■ Records to use
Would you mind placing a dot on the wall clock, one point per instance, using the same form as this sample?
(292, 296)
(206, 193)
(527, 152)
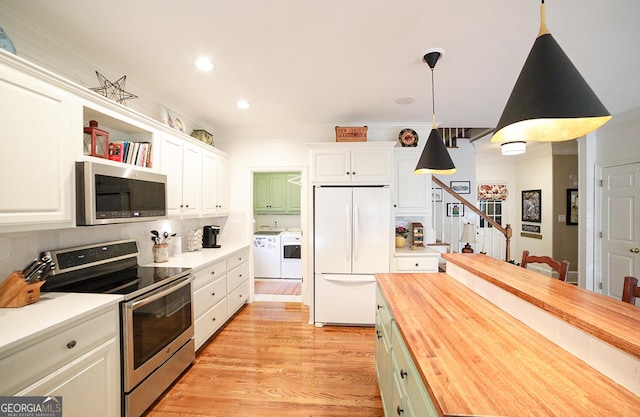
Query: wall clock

* * *

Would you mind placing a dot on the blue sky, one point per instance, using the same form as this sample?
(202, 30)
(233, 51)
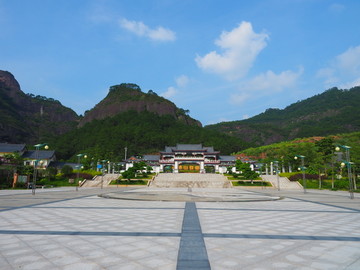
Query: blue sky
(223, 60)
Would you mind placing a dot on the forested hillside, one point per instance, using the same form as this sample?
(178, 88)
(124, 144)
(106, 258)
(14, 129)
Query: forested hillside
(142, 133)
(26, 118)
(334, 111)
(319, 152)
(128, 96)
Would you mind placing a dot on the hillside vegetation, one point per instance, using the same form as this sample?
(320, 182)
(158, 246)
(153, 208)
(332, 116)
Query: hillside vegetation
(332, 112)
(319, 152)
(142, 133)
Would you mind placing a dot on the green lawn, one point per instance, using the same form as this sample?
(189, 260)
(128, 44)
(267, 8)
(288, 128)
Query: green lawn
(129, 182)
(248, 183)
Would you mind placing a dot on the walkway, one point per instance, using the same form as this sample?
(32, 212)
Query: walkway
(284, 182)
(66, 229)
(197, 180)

--

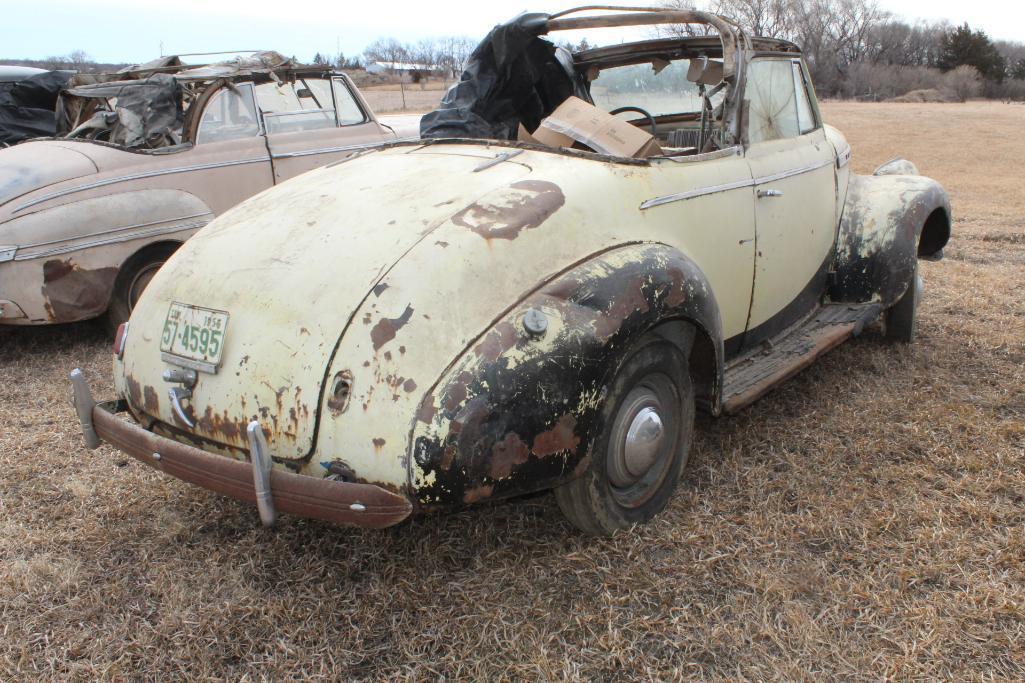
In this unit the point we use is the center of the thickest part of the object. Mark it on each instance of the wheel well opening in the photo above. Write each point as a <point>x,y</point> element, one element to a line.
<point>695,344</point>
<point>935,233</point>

■ Your goal
Recast the lines between the line holding "Would you mind placing a dot on the wall" and the line holding "Query: wall clock", inclusive, as a Markdown table with a Row column for the line number and a Line column for the text, leaving out blank lines. Leave the pictures out of the table.

■ Correct output
| Row | Line |
|---|---|
| 1 | Would you mind placing a dot on the wall clock, one point per instance, using the same form as this sample? |
| 2 | (292, 296) |
| 3 | (206, 193) |
| 4 | (527, 152) |
| 5 | Query: wall clock |